Copy the data below verbatim, from the line containing "Expected: a marker on each instance of the dry" down to the end of the data, including both of those lines.

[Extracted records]
========================================

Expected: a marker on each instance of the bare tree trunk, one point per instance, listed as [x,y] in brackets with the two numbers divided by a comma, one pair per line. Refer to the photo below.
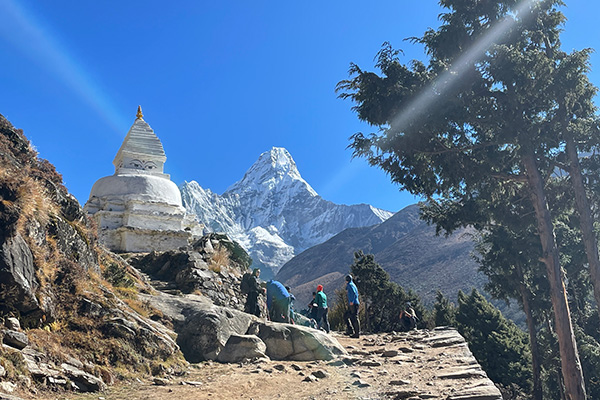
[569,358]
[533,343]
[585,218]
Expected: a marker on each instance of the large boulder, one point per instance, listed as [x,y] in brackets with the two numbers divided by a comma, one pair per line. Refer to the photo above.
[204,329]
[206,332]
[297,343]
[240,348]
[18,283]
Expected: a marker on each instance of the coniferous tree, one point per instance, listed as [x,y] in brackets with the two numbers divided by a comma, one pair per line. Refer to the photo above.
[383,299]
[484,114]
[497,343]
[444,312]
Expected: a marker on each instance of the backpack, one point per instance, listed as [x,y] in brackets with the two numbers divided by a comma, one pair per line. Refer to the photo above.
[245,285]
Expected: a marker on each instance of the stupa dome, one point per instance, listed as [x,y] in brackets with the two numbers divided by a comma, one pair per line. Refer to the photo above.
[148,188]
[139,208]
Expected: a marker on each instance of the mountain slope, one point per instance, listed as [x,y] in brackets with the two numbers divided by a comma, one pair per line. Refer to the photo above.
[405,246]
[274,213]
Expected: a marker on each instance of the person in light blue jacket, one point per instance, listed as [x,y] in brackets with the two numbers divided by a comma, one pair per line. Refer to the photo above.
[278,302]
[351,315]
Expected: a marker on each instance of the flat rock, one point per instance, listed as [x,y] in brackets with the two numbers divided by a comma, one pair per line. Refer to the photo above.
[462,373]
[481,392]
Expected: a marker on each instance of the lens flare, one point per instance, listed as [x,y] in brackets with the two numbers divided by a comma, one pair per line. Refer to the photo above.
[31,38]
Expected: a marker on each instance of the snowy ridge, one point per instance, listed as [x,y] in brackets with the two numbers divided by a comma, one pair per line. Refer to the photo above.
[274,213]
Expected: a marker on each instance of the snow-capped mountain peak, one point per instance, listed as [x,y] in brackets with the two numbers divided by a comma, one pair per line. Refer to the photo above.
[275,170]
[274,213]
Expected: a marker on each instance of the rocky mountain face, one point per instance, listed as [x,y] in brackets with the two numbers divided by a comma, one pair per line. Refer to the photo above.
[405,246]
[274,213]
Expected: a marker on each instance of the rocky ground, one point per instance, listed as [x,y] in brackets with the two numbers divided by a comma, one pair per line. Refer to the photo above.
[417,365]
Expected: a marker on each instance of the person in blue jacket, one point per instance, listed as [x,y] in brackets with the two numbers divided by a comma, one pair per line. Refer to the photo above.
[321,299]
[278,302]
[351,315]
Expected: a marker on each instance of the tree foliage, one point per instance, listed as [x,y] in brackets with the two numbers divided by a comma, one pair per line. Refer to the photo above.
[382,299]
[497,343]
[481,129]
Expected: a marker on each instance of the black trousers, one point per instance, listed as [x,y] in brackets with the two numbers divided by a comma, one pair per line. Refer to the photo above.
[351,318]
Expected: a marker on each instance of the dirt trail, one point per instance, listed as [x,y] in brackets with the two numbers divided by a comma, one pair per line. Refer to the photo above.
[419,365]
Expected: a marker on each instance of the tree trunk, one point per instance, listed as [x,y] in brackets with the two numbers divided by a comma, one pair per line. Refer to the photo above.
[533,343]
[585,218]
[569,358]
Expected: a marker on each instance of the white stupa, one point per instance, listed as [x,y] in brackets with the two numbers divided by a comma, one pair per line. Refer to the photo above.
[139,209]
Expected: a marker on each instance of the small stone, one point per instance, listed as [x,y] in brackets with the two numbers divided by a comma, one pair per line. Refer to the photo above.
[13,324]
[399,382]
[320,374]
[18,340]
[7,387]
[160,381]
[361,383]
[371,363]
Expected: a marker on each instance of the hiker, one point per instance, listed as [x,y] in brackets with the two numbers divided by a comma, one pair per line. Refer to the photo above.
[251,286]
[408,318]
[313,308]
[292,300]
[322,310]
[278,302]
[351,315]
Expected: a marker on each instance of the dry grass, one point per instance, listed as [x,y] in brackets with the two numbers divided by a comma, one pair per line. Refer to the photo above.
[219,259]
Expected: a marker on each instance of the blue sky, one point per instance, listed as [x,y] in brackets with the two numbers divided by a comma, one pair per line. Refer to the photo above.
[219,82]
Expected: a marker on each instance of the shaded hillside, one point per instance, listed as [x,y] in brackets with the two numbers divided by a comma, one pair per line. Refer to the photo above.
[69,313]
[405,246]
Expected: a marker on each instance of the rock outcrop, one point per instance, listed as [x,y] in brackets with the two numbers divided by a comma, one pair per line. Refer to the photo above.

========================================

Reply:
Expected: a marker on each instance of the dry grass, one point per instance, listed as [x,y] in brackets with the two numbers divided by a comma, one pair per line. Refer to the photo above.
[219,259]
Expected: a marker on each instance of the blue sky, one point per instance, listed as [x,y] in brackets with the two numbers divided by a comma, one pair per line. Refer to the photo above.
[219,82]
Expected: a marker on each instance of the shaded hillside, one point per instance, listed as [x,y] in brackets with the two numbers divided by a comma, one pair per line. Refer to the photo above.
[69,313]
[405,246]
Expected: a marker on each instance of the rock outcrop, one point per instance, listed as [x,y] in brackets with the two numbers divided by a comma, one pair per line. Refer to the photo above.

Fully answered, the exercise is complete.